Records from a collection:
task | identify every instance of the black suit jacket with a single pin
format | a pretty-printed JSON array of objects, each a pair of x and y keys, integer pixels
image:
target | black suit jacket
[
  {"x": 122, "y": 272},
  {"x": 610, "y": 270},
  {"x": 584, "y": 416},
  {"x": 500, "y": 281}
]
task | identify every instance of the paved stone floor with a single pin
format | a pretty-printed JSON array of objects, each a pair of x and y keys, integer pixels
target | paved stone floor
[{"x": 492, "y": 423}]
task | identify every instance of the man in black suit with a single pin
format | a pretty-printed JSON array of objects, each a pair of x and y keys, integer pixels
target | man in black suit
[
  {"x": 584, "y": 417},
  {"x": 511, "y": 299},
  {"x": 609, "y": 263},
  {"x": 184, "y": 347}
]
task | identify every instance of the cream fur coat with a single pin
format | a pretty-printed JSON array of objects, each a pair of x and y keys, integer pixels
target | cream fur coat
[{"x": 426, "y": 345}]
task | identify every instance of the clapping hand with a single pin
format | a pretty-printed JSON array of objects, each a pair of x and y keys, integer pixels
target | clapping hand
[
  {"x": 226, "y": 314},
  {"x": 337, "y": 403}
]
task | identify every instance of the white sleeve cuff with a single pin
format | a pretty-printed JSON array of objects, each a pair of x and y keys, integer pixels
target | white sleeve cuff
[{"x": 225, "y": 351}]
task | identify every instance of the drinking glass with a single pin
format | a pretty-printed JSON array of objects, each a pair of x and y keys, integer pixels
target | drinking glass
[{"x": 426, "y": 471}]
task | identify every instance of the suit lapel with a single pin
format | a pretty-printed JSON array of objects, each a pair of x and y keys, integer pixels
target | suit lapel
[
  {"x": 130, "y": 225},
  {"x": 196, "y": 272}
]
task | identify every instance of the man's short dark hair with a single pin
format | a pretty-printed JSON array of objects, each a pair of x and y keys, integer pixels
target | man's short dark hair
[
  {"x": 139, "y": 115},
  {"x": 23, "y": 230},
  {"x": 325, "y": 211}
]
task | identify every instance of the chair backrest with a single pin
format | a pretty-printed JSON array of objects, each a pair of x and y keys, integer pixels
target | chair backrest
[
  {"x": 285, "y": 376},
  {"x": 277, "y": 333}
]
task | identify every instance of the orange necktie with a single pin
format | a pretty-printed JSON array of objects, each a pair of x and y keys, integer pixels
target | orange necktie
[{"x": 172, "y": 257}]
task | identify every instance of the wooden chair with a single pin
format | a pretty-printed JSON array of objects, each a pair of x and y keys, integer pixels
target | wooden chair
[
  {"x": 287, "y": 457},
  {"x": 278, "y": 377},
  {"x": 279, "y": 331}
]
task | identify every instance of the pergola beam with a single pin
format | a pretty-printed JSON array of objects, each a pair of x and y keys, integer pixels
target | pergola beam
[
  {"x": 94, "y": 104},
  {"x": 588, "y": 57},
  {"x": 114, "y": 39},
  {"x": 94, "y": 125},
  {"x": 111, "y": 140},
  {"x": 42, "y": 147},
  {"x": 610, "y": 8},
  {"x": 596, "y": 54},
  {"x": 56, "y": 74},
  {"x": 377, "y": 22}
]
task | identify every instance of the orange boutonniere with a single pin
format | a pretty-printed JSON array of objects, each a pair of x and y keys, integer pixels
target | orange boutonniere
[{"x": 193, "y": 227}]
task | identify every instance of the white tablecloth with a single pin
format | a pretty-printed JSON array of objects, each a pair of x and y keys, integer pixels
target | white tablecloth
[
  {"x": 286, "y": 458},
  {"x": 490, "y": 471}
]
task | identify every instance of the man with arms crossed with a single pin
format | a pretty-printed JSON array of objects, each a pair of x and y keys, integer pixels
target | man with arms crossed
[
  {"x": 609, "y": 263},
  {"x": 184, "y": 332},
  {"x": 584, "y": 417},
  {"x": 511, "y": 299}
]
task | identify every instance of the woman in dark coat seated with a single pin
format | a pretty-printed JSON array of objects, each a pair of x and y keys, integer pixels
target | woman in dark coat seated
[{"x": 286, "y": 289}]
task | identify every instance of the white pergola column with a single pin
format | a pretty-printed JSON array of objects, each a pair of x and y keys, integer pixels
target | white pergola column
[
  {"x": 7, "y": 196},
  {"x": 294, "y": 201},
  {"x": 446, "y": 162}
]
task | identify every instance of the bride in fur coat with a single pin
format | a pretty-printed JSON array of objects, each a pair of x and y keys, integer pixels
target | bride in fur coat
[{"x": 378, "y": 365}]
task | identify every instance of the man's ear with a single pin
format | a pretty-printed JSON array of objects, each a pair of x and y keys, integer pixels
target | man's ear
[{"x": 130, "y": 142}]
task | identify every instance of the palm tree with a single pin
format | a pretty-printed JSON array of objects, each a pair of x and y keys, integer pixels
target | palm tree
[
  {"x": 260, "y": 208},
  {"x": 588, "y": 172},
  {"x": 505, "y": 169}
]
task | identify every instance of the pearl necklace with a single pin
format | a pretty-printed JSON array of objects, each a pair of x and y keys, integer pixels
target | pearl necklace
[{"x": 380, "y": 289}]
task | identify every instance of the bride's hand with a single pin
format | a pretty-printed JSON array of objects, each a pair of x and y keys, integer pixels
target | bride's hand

*Problem to work on*. From the line that contains "target | bride in fur coat" down to the last line above, print each line exactly as it appears.

*Your solution*.
target | bride in fur coat
[{"x": 378, "y": 365}]
task | identify every instance of the man's ear with a single pin
format | a pretty-printed JSON array of objects, each a pair of x and y keys, integer pixels
target | man's ear
[{"x": 130, "y": 142}]
task | identify every instance of the palm tree with a single pin
format | a pretty-printed JSON array of objects, each a pair of x and y keys, integer pixels
target | palm tree
[
  {"x": 260, "y": 208},
  {"x": 588, "y": 172},
  {"x": 505, "y": 169}
]
task | identify every instance of the pearl necklace with a single pin
format | a pretty-printed JSON array of objects, each a pair of x and y keys, integer pixels
target | pearl necklace
[{"x": 380, "y": 289}]
task | identify every instance of the bride's hand with a single pin
format | a pretty-printed JSON array of objects, each a pair of x and y keys, integer pixels
target | bride's hand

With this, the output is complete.